CUPLIKAN TEKS =>
22 September 2009

Tradisi Mudik Lebaran, silaturrahmi, kasih sayang dan cinta. "Bukan Pamer"

Tradisi Mudik Lebaran

Mudik berasal dari kata "udik" yang artinya kampung. Jadi secara sederhana, kata "mudik" bisa diartikan sebagai "pulang ke kampung asal, di mana kita dilahirkan dan sebagian besar keluarga bertempat tinggal".

Tradisi "mudik", yang umumnya dilakukan orang Indonesia, mungkin telah berlangsung sejak lama. Hal ini disebabkan karena budaya orang-orang nusantara yang suka hidup berpetualang, mengembara dan merantau, baik bertujuan mencari penghidupan materi kekayaan, kejayaan, maupun ilmu pengetahuan. Saya pikir budaya ini pun dimiliki oleh orang-orang di belahan bumi mana pun.

Ada tiga landasan kejiwaan yang cukup kuat dijadikan alasan untuk "tradisi mudik lebaran".

SOAL LATIHAN =>
Jawablah pertanyaan berikut berdasarkan teks tentang tradisi mudik lebaran.
1. Dari kata apa "mudik" berasal, dan apa arti kata itu?
2. Apa saja tujuan orang-orang nusantara hidup berpetualang, mengembara, dan merantau?
3. Berapa banyak landasan kejiwaan yang disebut sebagai alasan "tradisi mudik lebaran"?

CUPLIKAN DATA =>
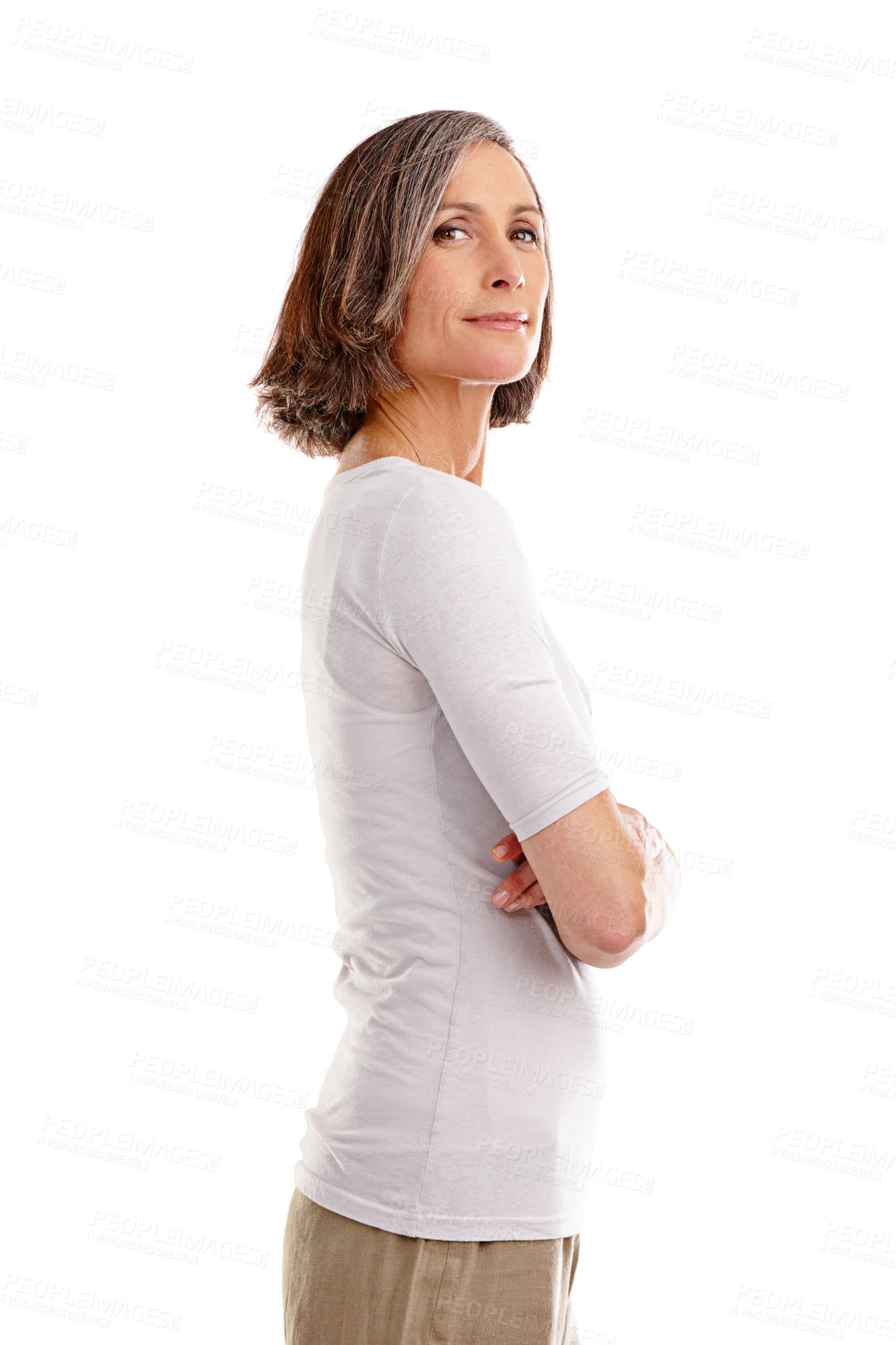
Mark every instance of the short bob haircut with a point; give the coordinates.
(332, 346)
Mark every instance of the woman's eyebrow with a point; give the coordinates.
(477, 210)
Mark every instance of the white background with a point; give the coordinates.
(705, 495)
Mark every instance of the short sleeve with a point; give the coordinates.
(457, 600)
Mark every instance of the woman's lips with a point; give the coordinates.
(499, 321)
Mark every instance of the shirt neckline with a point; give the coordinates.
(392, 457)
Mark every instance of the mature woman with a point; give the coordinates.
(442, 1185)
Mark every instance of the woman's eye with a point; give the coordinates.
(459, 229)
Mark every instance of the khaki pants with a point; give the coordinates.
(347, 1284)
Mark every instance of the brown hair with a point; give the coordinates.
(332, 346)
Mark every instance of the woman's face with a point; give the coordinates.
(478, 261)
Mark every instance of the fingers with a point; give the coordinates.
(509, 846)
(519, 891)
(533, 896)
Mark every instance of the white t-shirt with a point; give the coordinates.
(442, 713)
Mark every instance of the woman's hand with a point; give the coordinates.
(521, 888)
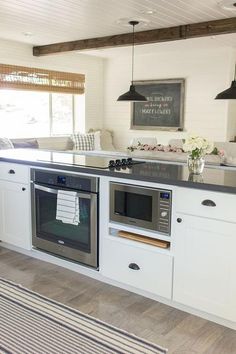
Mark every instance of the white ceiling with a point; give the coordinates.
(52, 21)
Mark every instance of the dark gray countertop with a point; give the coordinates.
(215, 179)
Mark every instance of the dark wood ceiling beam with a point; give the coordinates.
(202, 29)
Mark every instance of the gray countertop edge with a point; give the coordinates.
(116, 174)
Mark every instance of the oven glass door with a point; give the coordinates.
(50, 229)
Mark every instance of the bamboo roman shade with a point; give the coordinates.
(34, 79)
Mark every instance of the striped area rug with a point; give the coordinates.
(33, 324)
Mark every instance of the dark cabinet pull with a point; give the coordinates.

JAWABAN =>
1. Dari kata "udik", yang artinya kampung.
2. Mencari penghidupan materi kekayaan, kejayaan, maupun ilmu pengetahuan.
3. Tiga.